__Description of the task__: Count the lines in the items below that contain the string "covered", treating uppercase and lowercase as different. Reply with the number only.

-------- Material supplied

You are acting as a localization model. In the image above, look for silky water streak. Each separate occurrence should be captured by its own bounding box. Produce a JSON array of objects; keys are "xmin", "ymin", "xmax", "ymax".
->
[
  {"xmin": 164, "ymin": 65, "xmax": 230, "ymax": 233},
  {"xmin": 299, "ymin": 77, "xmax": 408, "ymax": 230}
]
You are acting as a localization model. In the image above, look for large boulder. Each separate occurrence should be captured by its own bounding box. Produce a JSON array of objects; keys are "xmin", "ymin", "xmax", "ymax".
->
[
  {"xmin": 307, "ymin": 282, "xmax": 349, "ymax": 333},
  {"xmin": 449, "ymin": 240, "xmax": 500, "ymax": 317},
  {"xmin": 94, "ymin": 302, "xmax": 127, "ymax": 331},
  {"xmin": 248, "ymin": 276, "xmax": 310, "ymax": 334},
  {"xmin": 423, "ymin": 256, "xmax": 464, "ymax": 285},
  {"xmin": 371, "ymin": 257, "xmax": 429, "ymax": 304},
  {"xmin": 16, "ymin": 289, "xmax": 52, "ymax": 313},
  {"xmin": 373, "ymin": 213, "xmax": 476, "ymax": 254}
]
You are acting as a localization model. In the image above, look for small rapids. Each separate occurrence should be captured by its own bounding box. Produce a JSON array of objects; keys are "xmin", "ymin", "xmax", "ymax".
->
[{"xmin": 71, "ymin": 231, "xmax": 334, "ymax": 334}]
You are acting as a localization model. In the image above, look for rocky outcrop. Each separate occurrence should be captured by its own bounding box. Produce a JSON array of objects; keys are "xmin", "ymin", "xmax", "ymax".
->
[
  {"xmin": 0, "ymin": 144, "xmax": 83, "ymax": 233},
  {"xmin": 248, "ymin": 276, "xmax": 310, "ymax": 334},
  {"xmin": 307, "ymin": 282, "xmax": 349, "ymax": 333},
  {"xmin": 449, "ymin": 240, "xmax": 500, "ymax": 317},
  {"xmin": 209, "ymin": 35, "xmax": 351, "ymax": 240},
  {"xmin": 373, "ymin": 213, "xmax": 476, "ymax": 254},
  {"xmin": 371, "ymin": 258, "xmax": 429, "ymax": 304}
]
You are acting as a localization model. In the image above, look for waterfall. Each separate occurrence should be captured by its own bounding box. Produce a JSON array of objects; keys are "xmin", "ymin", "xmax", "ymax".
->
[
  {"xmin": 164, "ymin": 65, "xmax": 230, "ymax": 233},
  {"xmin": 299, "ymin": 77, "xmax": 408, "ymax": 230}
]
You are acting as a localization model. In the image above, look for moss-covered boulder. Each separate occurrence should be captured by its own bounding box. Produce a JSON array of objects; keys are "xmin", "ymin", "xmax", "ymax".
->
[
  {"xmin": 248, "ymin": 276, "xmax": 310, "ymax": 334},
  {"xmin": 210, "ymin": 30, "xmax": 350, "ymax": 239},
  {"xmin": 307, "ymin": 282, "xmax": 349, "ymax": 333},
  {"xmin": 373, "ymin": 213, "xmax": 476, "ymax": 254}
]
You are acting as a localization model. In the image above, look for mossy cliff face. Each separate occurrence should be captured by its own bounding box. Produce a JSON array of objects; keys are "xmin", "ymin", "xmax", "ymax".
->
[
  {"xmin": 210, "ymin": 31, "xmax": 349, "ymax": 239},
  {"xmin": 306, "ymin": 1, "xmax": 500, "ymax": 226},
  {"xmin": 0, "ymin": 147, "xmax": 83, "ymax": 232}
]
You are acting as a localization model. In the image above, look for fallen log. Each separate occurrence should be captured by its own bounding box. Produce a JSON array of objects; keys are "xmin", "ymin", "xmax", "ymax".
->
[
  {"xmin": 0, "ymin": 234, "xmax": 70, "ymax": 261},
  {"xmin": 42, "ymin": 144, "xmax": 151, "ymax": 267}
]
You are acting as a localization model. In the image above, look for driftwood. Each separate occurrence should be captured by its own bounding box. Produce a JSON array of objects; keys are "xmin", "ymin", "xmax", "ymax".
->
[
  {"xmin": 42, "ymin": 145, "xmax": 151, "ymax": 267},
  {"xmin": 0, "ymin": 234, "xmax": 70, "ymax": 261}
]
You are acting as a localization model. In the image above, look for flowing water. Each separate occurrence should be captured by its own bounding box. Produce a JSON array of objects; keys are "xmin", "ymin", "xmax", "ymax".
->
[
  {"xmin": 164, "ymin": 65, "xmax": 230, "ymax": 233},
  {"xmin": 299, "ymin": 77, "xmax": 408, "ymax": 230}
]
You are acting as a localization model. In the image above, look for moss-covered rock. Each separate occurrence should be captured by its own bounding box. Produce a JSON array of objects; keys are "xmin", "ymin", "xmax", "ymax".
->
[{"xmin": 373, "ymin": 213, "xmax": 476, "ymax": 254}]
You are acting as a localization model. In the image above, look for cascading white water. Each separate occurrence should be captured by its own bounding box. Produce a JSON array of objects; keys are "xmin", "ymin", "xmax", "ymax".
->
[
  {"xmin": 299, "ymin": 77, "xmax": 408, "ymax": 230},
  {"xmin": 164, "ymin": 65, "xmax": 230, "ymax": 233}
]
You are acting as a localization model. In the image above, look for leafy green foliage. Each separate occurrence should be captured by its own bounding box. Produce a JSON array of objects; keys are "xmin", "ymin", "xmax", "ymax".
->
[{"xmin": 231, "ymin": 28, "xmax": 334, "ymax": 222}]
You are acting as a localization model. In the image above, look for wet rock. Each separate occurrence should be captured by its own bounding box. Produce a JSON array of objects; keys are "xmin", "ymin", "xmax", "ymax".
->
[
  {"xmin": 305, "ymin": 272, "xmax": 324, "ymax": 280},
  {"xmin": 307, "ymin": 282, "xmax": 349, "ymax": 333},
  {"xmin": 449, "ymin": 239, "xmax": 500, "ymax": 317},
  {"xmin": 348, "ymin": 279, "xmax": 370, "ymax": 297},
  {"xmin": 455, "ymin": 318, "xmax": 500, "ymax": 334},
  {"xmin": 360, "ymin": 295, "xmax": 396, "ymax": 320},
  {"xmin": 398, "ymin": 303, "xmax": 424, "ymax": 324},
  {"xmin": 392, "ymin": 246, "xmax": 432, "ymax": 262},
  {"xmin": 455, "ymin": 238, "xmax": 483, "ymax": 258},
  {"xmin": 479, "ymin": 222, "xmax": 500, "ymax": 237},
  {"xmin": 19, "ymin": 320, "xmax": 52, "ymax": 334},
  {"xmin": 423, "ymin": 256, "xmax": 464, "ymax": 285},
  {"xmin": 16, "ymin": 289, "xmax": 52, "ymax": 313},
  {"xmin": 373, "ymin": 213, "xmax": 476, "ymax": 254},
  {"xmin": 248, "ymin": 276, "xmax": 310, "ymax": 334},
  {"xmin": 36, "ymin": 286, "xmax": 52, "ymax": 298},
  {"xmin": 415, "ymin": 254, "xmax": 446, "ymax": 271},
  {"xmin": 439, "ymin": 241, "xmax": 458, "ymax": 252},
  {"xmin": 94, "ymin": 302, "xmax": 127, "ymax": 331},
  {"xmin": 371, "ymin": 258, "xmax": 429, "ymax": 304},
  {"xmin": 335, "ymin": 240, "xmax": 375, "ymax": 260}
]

----------------

__Result of this task__: 2